[[ PAGE TEXT open ]]

Here, we investigate how the β-factor in the Q.Clear algorithm affects quantitation and variability of tracer uptake in a dynamic ¹⁸F PET data set. The phantom study was designed to mimic a clinical dynamic PET scan (i.e. structures of various sizes, combination of frames of variable durations and repeated scans). In addition, two clinical cases were included to illustrate the impact of β-factor on the pharmacokinetic analysis of clinical ¹⁸F PET brain data.

[[ PAGE TEXT closed ]]
[[ INFORMATION SHOWN open ]]

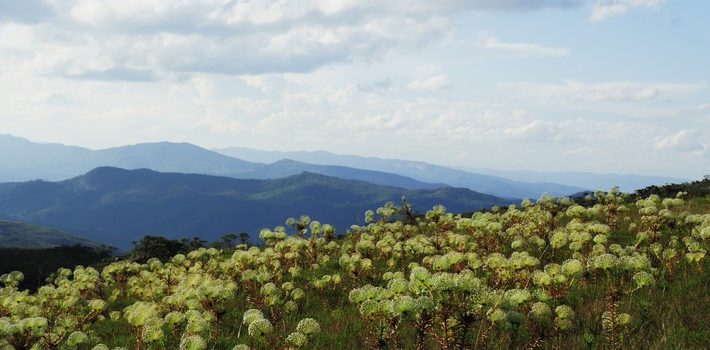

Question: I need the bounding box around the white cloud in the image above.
[508,81,707,102]
[478,36,569,57]
[589,0,665,22]
[655,129,704,151]
[407,74,451,91]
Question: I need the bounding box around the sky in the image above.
[0,0,710,178]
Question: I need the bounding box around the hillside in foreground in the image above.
[0,186,710,350]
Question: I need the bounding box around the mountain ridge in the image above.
[0,167,511,248]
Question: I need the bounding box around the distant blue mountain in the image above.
[0,135,448,189]
[0,167,510,248]
[464,169,688,192]
[216,147,586,199]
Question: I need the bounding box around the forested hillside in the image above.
[0,191,710,350]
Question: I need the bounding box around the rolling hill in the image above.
[0,167,509,248]
[0,135,447,189]
[216,147,586,199]
[216,147,686,194]
[0,220,99,249]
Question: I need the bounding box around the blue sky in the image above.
[0,0,710,178]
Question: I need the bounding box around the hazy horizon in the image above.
[0,0,710,179]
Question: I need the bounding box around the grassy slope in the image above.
[86,196,710,350]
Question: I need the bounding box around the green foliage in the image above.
[0,191,710,350]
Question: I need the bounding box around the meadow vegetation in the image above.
[0,186,710,350]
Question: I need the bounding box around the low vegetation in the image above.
[0,185,710,350]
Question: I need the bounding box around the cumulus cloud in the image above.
[655,129,704,151]
[589,0,665,22]
[502,81,706,102]
[407,74,451,91]
[478,36,569,57]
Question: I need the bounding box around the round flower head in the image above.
[242,309,264,325]
[488,309,506,323]
[530,302,552,320]
[633,271,656,288]
[550,231,567,249]
[286,332,308,348]
[555,305,574,319]
[296,318,320,336]
[594,253,619,270]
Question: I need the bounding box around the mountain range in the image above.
[215,147,688,193]
[0,220,99,249]
[0,135,586,198]
[0,167,510,249]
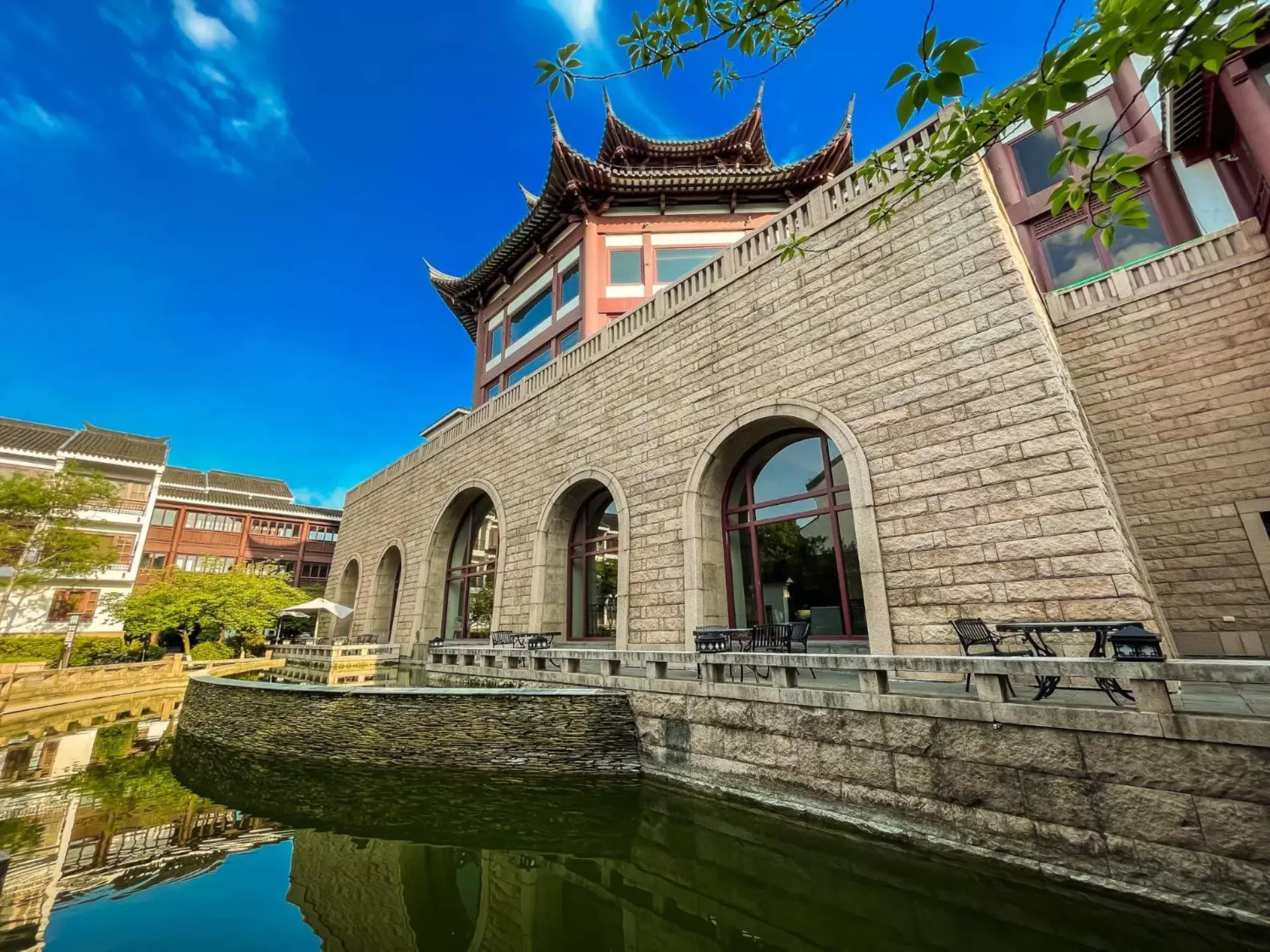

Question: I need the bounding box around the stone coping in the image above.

[[ INFORMATION SHOWN closed ]]

WHAT IS BEING ASKED -
Shorten the paragraph of the Q.Clear text beginning "Here, we investigate" to two sentences, keeping its main facts.

TASK RESPONSE -
The study examines how the β-factor in the Q.Clear algorithm affects quantitation and variability of tracer uptake in dynamic ¹⁸F PET data, using a phantom built to mimic a clinical dynamic scan with structures of various sizes, frames of variable durations, and repeated scans. Two clinical cases illustrate the β-factor's impact on pharmacokinetic analysis of ¹⁸F PET brain data.